# hdmi kabel / grafikkarte kaputt?



## inzain (23. Juli 2010)

guten tag , ich habe folgendes problem.
habe meine pc mit ati 4850 ueber ein dvi zu hdmi adapter an meinen lg 37h3010 angeschlossen. das problem ist dass bei filmen sehr viele grüne punkte zu sehen sind.nun weiss ich nicht ob es am kabel oder an der grafikkarte liegt
danke schonmal für die hilfe.


----------



## Herbboy (23. Juli 2010)

Hast Du den PC auch mal an einen TFT angeschlossen, ob es da auch so ist? wenn es da keine Probleme gibt: hast Du mal genau den Sitz der Kabel gecheckt? Auflösung überprüft?


----------



## inzain (23. Juli 2010)

läuft ueber 22 zoll tft ... mit 0 problemen... musste nur taktraten runtersetzen da er sonst auch pixelfehler produziert..


----------



## Jever_Pilsener (23. Juli 2010)

Wenn das Kabel kaputt wäre, düfte eigentlich gar kein Bild erscheinen. Vielleicht ist es ein Firmware-Bug/Inkompatibilität zwischen den beiden Geräten.


----------



## kress (23. Juli 2010)

Also ich hab ein Wackelkontakt Kabel hier (DVI). Drücke ich es an der Graka ein bisschen nach oben hab ich viele grüne Pixel.
Mit dem anderen Kabel ist das nicht. Scheint bei der evtl das gleiche Problem zu sein.


----------



## inzain (23. Juli 2010)

das problem ist ja das wenn ich ein video abspiele diese fehler kommen...bei einem bild zb desktop sind keine fehler vorhanden.


----------



## Herbboy (23. Juli 2010)

Treiber und codecs sind aber alle aktuell?


----------



## inzain (23. Juli 2010)

catalyst 10.5 , codecs update werde ich mal probieren


----------



## inzain (25. Juli 2010)

immernoch gleiches problem....
sobald ich videos abspielen will grüne punkte , sonst 1a ..


----------



## inzain (25. Juli 2010)

problem gelöst . anscheinend kann der dvi zu hdmi adapter keine signale in 1920*1080 uebertragen. -->auflösung runtergeschraubt-->keine grünen punkte.


----------

GESTELLTE AUFGABE A:
Fasse den Absatz im Thread oben, der mit „problem gelöst“ beginnt, als kurze Liste zusammen. Die Kernaussagen sollen erhalten bleiben.

[Einträge aus einer Datenquelle]
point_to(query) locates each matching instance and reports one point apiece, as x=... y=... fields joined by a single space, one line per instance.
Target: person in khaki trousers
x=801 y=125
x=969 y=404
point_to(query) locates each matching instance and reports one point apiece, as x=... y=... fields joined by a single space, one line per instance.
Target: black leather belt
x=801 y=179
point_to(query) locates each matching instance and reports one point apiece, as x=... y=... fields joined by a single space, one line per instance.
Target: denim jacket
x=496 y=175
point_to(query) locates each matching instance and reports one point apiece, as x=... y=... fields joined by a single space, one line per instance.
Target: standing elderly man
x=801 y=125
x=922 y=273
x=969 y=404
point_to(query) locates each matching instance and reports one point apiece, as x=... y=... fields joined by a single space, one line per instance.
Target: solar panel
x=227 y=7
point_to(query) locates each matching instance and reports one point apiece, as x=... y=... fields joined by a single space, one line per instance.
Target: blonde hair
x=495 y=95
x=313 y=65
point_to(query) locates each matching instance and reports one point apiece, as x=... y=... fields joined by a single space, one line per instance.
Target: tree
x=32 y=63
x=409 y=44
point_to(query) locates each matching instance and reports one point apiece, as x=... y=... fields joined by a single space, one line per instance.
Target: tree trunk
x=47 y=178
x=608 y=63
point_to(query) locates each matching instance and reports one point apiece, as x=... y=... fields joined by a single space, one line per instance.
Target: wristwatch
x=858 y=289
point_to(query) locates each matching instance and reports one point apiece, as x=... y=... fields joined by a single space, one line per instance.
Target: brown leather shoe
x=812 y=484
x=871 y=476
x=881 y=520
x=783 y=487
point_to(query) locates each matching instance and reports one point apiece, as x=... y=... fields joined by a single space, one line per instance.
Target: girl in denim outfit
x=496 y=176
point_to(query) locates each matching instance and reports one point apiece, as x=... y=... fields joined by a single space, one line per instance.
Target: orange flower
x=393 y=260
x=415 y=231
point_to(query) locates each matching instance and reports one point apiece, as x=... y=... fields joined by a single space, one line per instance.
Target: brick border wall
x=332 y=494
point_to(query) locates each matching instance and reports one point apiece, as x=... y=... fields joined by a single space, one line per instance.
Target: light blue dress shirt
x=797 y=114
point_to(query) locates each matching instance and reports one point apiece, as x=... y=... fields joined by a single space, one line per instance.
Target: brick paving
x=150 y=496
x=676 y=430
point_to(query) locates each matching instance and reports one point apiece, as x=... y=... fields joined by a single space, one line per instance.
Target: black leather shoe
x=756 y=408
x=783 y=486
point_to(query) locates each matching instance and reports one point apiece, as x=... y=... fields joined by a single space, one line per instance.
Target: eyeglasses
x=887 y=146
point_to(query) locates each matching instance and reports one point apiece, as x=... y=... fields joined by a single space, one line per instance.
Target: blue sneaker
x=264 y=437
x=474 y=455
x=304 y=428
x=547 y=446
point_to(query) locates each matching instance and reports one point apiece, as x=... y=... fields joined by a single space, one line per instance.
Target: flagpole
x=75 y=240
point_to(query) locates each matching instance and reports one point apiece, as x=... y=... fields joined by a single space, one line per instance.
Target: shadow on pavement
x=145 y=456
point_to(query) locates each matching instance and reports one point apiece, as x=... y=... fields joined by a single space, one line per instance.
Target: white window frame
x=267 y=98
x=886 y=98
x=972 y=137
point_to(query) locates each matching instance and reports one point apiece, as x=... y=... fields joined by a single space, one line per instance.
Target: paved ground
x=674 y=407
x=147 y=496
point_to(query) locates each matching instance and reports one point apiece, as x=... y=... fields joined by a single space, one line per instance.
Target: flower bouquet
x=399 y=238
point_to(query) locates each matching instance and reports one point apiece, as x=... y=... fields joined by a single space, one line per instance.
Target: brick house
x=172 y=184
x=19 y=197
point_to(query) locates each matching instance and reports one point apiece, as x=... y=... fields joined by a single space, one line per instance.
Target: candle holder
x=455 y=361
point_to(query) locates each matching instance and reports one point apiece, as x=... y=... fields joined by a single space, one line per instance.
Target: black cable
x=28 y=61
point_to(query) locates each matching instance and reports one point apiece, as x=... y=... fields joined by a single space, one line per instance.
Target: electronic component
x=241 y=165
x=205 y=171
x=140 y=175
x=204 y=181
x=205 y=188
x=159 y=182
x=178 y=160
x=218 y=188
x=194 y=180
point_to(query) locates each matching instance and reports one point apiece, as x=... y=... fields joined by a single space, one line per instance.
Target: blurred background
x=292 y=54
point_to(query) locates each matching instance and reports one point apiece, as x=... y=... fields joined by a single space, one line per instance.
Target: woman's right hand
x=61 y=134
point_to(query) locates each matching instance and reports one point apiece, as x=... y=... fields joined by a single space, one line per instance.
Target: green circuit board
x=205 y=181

GESTELLTE AUFGABE B:
Ordne den Teil der Datensätze, der mit ihrer ersten Zeile beginnt und mit der Zeile endet, die „x=496 y=175“ enthält, als Markdown-Tabelle mit den Spalten „Nr.“ und „Datensatzzeile“ an. Beide Endzeilen gehören dazu, Leerzeilen werden weggelassen.

RICHTIGE LÖSUNG A:
- Das Problem ist gelöst.
- Der DVI-zu-HDMI-Adapter kann anscheinend keine Signale in 1920*1080 übertragen.
- Die Auflösung wurde heruntergesetzt.
- Danach traten keine grünen Punkte mehr auf.

RICHTIGE LÖSUNG B:
| Nr. | Datensatzzeile |
|---|---|
| 1 | point_to(query) locates each matching instance and reports one point apiece, as x=... y=... fields joined by a single space, one line per instance. |
| 2 | Target: person in khaki trousers |
| 3 | x=801 y=125 |
| 4 | x=969 y=404 |
| 5 | point_to(query) locates each matching instance and reports one point apiece, as x=... y=... fields joined by a single space, one line per instance. |
| 6 | Target: black leather belt |
| 7 | x=801 y=179 |
| 8 | point_to(query) locates each matching instance and reports one point apiece, as x=... y=... fields joined by a single space, one line per instance. |
| 9 | Target: denim jacket |
| 10 | x=496 y=175 |